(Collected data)
▼
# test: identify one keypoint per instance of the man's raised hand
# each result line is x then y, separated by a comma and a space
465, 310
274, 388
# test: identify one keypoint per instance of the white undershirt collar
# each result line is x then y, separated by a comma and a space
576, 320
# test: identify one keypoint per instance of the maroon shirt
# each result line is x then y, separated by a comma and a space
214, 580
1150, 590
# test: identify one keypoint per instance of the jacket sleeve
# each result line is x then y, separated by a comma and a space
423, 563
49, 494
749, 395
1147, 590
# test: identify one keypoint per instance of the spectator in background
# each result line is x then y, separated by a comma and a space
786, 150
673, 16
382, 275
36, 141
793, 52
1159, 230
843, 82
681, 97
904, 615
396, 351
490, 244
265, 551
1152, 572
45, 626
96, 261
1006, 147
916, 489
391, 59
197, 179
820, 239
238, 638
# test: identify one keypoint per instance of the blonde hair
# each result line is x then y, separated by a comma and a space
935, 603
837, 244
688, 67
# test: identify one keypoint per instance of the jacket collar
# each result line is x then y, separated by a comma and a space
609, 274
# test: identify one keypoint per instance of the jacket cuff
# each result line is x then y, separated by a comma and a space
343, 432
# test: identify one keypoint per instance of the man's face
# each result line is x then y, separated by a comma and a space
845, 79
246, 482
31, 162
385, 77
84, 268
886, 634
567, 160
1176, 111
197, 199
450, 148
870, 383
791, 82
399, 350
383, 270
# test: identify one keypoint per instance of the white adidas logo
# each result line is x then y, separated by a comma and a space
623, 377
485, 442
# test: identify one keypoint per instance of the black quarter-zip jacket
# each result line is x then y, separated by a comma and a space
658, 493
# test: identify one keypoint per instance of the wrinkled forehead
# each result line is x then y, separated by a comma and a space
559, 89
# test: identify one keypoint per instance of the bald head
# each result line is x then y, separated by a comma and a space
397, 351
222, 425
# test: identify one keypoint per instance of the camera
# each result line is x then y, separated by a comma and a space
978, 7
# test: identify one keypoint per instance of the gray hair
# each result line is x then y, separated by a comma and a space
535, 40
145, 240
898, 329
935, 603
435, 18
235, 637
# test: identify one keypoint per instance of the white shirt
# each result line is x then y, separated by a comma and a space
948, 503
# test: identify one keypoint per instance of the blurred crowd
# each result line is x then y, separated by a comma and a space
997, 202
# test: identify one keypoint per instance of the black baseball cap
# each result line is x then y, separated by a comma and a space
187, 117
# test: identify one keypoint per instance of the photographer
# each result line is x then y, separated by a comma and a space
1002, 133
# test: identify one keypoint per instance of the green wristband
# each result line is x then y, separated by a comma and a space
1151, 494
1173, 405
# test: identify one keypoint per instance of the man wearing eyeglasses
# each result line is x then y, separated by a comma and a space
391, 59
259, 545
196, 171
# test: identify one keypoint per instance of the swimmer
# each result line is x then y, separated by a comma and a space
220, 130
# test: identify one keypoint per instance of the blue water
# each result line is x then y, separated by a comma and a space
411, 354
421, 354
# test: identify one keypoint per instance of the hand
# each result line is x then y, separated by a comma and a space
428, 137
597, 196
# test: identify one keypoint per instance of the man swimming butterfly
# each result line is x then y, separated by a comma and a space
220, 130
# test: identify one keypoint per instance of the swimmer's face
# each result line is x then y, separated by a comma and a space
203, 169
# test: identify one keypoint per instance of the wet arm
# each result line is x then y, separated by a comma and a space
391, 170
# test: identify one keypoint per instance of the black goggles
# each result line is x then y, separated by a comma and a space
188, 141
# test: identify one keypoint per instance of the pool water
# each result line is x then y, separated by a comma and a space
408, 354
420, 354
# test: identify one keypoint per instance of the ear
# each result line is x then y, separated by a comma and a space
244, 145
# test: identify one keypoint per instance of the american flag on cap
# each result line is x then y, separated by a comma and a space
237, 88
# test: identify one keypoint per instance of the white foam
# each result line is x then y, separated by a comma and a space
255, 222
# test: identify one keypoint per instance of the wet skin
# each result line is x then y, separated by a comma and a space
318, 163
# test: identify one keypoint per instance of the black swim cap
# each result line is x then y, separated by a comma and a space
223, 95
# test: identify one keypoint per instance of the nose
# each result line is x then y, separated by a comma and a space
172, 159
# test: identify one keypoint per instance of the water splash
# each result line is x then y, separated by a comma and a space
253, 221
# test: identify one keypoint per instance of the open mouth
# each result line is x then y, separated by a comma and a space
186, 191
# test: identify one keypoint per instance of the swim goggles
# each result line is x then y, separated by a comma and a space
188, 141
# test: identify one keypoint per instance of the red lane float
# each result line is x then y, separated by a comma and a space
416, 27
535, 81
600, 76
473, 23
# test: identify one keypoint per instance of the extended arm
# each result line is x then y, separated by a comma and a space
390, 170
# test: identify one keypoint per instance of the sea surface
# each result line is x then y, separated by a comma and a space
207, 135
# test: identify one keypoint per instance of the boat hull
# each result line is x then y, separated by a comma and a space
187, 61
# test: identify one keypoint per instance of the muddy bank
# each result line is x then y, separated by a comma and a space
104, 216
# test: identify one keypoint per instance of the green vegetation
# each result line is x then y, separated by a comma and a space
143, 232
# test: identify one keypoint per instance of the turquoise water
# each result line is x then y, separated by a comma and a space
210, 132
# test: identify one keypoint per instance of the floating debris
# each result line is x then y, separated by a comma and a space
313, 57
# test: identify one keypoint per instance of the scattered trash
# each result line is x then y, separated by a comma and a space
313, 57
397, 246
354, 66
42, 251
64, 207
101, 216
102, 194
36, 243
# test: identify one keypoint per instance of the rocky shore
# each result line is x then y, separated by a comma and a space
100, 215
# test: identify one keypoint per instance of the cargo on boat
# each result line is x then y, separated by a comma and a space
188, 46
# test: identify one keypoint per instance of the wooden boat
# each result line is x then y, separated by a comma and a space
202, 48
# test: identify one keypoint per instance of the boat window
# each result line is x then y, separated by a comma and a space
▲
• _What to work on_
Copy the records above faithfully. Begin at their first line, end at the line containing "black quarter-zip jacket", and include nothing else.

• _Written solution_
# test: identify one keypoint per instance of the man's raised hand
# each result line is x then y, separated by a comma and a space
465, 310
274, 388
# test: identify one keypoint per instance of the white undershirt collar
# each result line is x then y, separated by a comma and a space
576, 320
# test: identify one keypoint per instance of the maroon shirt
# each result line is x then y, separated by a comma and a space
214, 580
1150, 590
# test: identify one keypoint per instance of the jacket sleeve
# each result line is x then y, separated by a comma and a space
423, 563
49, 494
749, 395
1147, 590
# test: identify one keypoint per instance of the spectator in background
# each result line is x then y, separated by a comma and a space
786, 150
673, 16
382, 275
36, 141
793, 52
1159, 230
843, 82
681, 97
904, 615
396, 351
490, 244
265, 551
1152, 572
45, 626
96, 261
1006, 147
916, 489
391, 59
197, 179
820, 239
238, 638
# test: identify one keypoint per instance of the blonde hair
# each result line is x then y, separated by a comma and a space
935, 603
837, 244
688, 67
# test: identify one keypoint per instance of the jacket collar
# each result line is x then y, separated by a comma and a space
609, 274
# test: identify one keypoint per instance of the jacket cuff
# each result line is x then y, separated by a comma and a space
343, 432
# test: identify one keypoint per instance of the man's face
# each result line is x then y, separated by a comma and a space
845, 79
246, 482
31, 162
385, 77
84, 268
886, 634
567, 160
1176, 111
197, 199
450, 148
870, 383
791, 82
399, 350
383, 270
# test: identify one keypoint per instance of the white adidas logo
# each result line is x then y, separated by a comma and a space
623, 377
485, 442
# test: identify one keypoint per instance of the black quarter-zip jacket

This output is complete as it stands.